**Talimat a**
Kayıtlarda "yellow" kelimesini içeren satırları say ve yalnızca sayıyı yaz.

**Belge bölümü**
>>>>

Lütfen bekleyin..
Munzur Haber / E.Xemgin, ''Aslımı arama derin bir tutku''

E.Xemgin, ''Aslımı arama derin bir tutku''

01 Kasım 2018, 19:35

''Malatya’nın Kürecik ilçesinin Harunuşağı köyündenim. İlkokula başladığımda tek kelime Türkçe bilmiyordum. Okulda ise Kürtçe konuşmak yasaktı. Kürtçe konuşana ya dayak atarlardı ya da para cezası verirlerdi. Sürekli cezalar alıyordum.''

Kürt tarihi ve İslam üzerine yaptığı araştırmalarıyla bilinen yazar Ethem Xemgîn Almanya’nın Köln kentinde hayatını kaybetti. Köln Üniversitesi Kliniği’nde hayatını kaybeden Xemgin, uzun süredir ağır sağlık sorunları yaşıyordu.

Tüm baskı ve kısıtlı imkanlara rağmen bir tarih hazinesi bırakan Xemgîn ile bir süre önce gazetemizin muhabiri Yeko Ardıl görüşmüş ve uzun bir söyleşi yapmıştı. 39 yıldır sürgünde yaşayan Xemgîn bu görüşmede hayat hikayesini anlattı. Sözü, ”Kürdistan Tarihi“, „Mazda İnancı ve Alevilik“, „İslamiyet ve Alevilik“ gibi kitapların yazarı Ethem Xemgîn’e bırakıyoruz.

Kitaplarınız tanınıyor, okunuyor ama kişisel hikayeniz pek bilinmiyor. Biraz anlatır mısınız?

<<<<

**Girdi kayıtları**
>>>>

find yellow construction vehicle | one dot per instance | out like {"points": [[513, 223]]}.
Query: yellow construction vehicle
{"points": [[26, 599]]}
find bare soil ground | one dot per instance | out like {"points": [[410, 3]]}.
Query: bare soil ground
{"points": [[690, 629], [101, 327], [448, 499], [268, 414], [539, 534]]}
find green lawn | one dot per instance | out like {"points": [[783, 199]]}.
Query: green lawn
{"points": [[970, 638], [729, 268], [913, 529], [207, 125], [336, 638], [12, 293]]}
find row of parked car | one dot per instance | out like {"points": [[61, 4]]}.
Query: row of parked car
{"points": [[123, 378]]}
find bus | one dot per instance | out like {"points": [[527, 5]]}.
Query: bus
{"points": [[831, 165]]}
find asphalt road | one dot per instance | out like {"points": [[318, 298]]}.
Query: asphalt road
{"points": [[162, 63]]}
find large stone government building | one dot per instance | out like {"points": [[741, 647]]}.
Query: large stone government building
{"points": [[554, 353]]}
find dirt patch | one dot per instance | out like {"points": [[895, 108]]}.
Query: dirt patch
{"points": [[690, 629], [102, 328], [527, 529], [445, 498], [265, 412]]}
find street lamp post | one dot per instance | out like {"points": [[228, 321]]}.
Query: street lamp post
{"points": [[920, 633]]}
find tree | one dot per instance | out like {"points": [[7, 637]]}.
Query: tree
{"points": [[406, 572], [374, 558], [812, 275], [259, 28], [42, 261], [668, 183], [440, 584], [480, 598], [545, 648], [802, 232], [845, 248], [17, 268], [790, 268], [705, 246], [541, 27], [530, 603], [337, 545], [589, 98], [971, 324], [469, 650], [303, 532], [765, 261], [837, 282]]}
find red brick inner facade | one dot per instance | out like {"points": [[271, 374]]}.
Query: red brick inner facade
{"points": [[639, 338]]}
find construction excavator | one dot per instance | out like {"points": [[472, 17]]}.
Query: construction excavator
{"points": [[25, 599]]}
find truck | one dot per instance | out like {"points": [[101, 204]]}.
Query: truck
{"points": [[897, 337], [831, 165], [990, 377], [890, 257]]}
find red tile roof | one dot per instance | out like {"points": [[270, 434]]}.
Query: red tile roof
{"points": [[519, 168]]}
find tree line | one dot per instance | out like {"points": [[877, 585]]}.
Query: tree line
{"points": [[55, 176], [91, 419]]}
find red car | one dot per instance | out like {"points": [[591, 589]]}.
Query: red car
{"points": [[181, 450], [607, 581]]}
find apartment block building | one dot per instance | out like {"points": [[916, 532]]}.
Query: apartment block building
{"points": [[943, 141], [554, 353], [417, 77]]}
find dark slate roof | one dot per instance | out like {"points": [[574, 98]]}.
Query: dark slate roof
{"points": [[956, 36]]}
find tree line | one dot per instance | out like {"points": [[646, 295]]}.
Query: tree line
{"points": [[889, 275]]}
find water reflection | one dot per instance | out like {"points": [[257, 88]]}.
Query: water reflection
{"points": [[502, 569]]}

<<<<

**Talimat b**
Ethem Xemgîn ile yapılan söyleşiyi kaldığı yerden sürdür.

**Yanıt a**
2

**Yanıt b**
Her şeyden evvel söylemek istediğim bir şey var; ben ilk okula başladığımda tek kelime Türkçe bilmiyordum. Aşağı yukarı 1955 yılına denk geliyor. Kürecik’in Harunuşağı köyündenim. Okulda Kürtçe konuşmak yasaktı. Kürtçe konuşana ya dayak atarlardı ya da para cezası verirlerdi. Biz birtakım Türkçe kelimeleri öğrenmiştik, dillendiriyorduk ama anne ve babamız bilmiyorlardı. O nedenle anlaşabilmek için mecburi Kürtçe konuşmak durumunda kalıyorduk. O zaman da iki de bir ceza yiyorduk. O süreci öyle atlattık. İnsanlarımız şehre gitmeye çekiniyorlardı, çünkü Türkçe bilmiyorlardı. Alışveriş ya da farklı işler için köyden şehire gittiklerinde toplu olarak gidiyor, birlikte dönüyorladı; çekiniyorlardı, korkuyorlardı çünkü saldırıya uğrama ihtimalleri vardı farklı mağduriyetler yaşanıyordu. O dönem bizim köyden başka dünyada Kürt yok zannediyordum.

Peki ne zaman anladınız başka Kürtlerin de olduğunu?

Bir defasında Kürecik’e gittik. Orada bir bakkal vardı; bakkaldan bir şeyler almak için Türkçe konuştuk, yiyeyecek bir şeyler istedik. Baktık adam Kürtçe konuştu, şaşırdık! Dedik ‘Vay be burası da Kürt! Burda da Kürt var!’ Sonrasında Antep’te ortaokula başladım. Orada yeni yeni Kürtlerle tanışmaya başladım. Pazarcıklı, Urfalı Kürtler vardı. Doğrusu, fazlaca Kürtçe konuşmayı tercih etmiyorduk. Baskı vardı, Türkçülük yapanların baskısı yoğundu. Oysa hiçbirisi Türk değildi, Türkleştirilmişlerdi. Hatta geneli de Kürt’tü. Aralarında belki Arap olanlarda vardı, ama Türk yoktu.

Kürtlerle ilgili ciddi bir sorgulama bunun ardından mı başladı?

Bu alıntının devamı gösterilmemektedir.